= Kaduna Metropolitan Authorities =

Metropolitan Authority in Nigeria

The Kaduna Metropolitan Authorities in Kaduna State, Nigeria were originally known as local government or native authorities. The local government authorities were established during British colonial rule in Nigeria. The local government authority was headed by a district head. The authority was established to manage taxation, the production of cash crops, and their export to Britain. The authority in Kaduna City became obsolete in 1979, however, it was reintroduced in 2021 during Governor Nasir Ahmad El-Rufai's administration.

== Current metropolitan authorities ==
The current metropolitan authorities were created in 2021 by Governor Nasir Ahmad El-Rufai to administer support for infrastructural and economic growth in densely populated Local Government Districts in Kaduna State. The districts covered are Kaduna city, Zaria, and Kafanchan.
——————
• **WHAT NEEDS TO BE DONE**:
Copy the Kaduna Metropolitan Authorities text word for word, from its title through its final sentence.

• **INFORMATION PROVIDED**:
——————
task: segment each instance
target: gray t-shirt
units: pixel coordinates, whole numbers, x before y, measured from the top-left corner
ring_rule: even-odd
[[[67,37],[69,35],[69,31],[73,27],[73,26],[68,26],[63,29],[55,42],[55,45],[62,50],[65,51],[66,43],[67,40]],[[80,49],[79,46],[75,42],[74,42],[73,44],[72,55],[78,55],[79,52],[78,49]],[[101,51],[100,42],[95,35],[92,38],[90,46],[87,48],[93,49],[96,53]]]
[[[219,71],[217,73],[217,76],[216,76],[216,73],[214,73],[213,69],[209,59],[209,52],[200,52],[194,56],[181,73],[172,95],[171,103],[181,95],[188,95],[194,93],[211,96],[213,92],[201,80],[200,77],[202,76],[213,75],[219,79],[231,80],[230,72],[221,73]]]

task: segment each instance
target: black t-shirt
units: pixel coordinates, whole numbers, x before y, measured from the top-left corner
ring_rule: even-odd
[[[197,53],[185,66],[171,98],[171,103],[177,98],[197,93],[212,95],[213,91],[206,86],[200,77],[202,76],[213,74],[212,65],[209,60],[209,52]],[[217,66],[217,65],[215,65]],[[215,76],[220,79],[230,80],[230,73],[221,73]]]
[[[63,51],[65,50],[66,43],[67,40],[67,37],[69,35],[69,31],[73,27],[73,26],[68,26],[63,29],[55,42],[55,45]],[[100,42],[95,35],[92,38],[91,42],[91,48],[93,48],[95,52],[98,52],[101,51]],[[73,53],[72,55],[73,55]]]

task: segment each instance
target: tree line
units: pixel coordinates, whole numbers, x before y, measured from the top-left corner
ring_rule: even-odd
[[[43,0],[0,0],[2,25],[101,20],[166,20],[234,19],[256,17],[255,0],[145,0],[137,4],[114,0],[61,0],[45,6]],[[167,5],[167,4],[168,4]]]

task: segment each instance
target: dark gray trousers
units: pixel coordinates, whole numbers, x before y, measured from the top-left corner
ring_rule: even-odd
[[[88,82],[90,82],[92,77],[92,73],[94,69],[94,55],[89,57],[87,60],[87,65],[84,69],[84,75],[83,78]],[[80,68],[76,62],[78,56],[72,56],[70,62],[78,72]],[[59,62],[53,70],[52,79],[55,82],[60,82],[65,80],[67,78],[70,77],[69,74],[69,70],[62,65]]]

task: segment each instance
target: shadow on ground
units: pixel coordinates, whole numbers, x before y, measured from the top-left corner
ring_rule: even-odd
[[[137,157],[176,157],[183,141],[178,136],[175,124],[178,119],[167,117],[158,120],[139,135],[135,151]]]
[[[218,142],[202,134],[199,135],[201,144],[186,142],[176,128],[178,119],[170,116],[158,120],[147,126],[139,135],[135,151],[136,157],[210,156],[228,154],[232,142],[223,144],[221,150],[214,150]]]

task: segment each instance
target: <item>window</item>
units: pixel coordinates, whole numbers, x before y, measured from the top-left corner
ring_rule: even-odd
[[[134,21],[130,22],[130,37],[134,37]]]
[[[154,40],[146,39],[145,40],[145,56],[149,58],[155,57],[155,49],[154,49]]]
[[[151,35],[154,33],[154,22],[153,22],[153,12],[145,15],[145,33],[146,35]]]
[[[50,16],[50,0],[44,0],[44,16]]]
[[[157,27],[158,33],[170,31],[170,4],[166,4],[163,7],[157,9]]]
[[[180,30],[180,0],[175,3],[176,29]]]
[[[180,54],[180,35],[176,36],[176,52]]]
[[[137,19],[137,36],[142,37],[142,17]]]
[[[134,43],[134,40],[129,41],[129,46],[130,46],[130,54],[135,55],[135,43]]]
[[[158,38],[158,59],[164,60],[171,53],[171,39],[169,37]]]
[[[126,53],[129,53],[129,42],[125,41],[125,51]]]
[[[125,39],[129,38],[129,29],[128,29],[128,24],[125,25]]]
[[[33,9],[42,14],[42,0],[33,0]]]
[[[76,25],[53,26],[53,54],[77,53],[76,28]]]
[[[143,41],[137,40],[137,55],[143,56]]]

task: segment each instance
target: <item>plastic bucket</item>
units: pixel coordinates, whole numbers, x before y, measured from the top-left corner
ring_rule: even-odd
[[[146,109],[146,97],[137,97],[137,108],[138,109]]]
——————
• **ANSWER IN FULL**:
= Kaduna Metropolitan Authorities =

Metropolitan Authority in Nigeria

The Kaduna Metropolitan Authorities in Kaduna State, Nigeria were originally known as local government or native authorities. The local government authorities were established during British colonial rule in Nigeria. The local government authority was headed by a district head. The authority was established to manage taxation, the production of cash crops, and their export to Britain. The authority in Kaduna City became obsolete in 1979, however, it was reintroduced in 2021 during Governor Nasir Ahmad El-Rufai's administration.

== Current metropolitan authorities ==
The current metropolitan authorities were created in 2021 by Governor Nasir Ahmad El-Rufai to administer support for infrastructural and economic growth in densely populated Local Government Districts in Kaduna State. The districts covered are Kaduna city, Zaria, and Kafanchan.